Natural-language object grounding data
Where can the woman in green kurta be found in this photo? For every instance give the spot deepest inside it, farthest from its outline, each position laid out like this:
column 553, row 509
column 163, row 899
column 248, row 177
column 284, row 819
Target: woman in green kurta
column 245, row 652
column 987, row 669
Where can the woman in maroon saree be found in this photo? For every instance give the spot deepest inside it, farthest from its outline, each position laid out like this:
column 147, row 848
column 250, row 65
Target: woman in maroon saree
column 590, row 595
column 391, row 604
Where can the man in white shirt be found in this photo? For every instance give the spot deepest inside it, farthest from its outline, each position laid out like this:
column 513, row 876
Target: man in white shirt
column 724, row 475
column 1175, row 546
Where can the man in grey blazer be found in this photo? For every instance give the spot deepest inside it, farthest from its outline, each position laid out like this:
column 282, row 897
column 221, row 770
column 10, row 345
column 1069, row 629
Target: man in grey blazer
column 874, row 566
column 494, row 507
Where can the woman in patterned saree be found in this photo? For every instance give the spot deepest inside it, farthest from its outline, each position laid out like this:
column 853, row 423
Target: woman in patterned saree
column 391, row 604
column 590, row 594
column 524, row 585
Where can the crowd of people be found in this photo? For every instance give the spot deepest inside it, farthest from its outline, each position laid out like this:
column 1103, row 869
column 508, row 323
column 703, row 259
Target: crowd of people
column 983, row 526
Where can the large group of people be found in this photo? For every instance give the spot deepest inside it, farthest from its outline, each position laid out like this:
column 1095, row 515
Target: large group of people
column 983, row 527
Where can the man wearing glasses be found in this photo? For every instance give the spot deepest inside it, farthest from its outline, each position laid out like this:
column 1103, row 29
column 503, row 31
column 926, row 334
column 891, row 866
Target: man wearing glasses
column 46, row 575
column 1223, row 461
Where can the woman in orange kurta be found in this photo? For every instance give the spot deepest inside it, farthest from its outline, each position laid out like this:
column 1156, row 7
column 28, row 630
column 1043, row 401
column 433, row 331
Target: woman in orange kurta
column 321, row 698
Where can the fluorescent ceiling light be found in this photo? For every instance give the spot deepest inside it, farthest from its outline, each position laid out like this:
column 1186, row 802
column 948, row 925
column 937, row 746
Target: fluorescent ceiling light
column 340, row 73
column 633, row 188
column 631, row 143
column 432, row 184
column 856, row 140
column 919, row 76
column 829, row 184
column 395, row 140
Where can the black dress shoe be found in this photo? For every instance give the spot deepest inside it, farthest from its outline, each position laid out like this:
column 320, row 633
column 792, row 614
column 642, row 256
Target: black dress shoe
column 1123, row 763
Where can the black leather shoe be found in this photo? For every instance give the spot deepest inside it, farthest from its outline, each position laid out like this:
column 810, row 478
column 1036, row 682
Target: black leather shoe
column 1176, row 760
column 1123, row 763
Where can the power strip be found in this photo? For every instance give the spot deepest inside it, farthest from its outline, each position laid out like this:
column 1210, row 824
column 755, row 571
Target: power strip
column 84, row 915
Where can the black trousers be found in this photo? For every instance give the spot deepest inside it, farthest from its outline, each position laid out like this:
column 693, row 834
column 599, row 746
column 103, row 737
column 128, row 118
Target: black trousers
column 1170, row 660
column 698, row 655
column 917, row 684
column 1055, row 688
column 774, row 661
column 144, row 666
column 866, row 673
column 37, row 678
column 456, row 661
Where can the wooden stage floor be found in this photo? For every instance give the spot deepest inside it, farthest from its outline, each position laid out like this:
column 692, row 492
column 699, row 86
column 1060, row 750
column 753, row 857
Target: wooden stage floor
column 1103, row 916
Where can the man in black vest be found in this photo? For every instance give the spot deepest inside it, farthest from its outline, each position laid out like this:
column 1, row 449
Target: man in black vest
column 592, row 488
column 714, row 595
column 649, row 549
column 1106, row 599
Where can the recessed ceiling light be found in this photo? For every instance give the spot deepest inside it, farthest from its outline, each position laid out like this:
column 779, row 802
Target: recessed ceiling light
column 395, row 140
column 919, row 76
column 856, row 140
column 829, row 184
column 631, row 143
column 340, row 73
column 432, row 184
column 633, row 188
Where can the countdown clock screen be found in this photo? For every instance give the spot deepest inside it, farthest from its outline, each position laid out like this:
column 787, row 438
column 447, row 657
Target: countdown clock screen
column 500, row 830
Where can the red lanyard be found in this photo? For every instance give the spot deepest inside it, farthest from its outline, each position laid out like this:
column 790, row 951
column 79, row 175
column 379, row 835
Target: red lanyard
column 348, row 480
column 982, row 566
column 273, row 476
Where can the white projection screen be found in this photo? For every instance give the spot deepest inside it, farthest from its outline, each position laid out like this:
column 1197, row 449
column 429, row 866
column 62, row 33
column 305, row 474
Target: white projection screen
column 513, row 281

§ WHAT IS EXPECTED:
Copy exactly the stretch of data above from the line with "column 248, row 177" through the line with "column 282, row 897", and omit all other lines.

§ SOLUTION:
column 248, row 177
column 284, row 819
Target: woman in green kurta
column 245, row 652
column 987, row 669
Where can the woman in maroon saree be found in this photo? For every instance give the spot deepest inside it, farthest from its outline, each position laid out like this:
column 147, row 848
column 250, row 65
Target: woman in maroon saree
column 590, row 595
column 391, row 604
Where can the man in white shirt be found in this photo? For every instance give the spot deepest inside it, farthest from its outline, each position laid out like this:
column 513, row 876
Target: man in white shirt
column 724, row 475
column 1175, row 546
Where can the man in grey blazer be found in this photo? For every instance give the spot deepest inside it, farthest from its outline, each position laid out like this:
column 282, row 897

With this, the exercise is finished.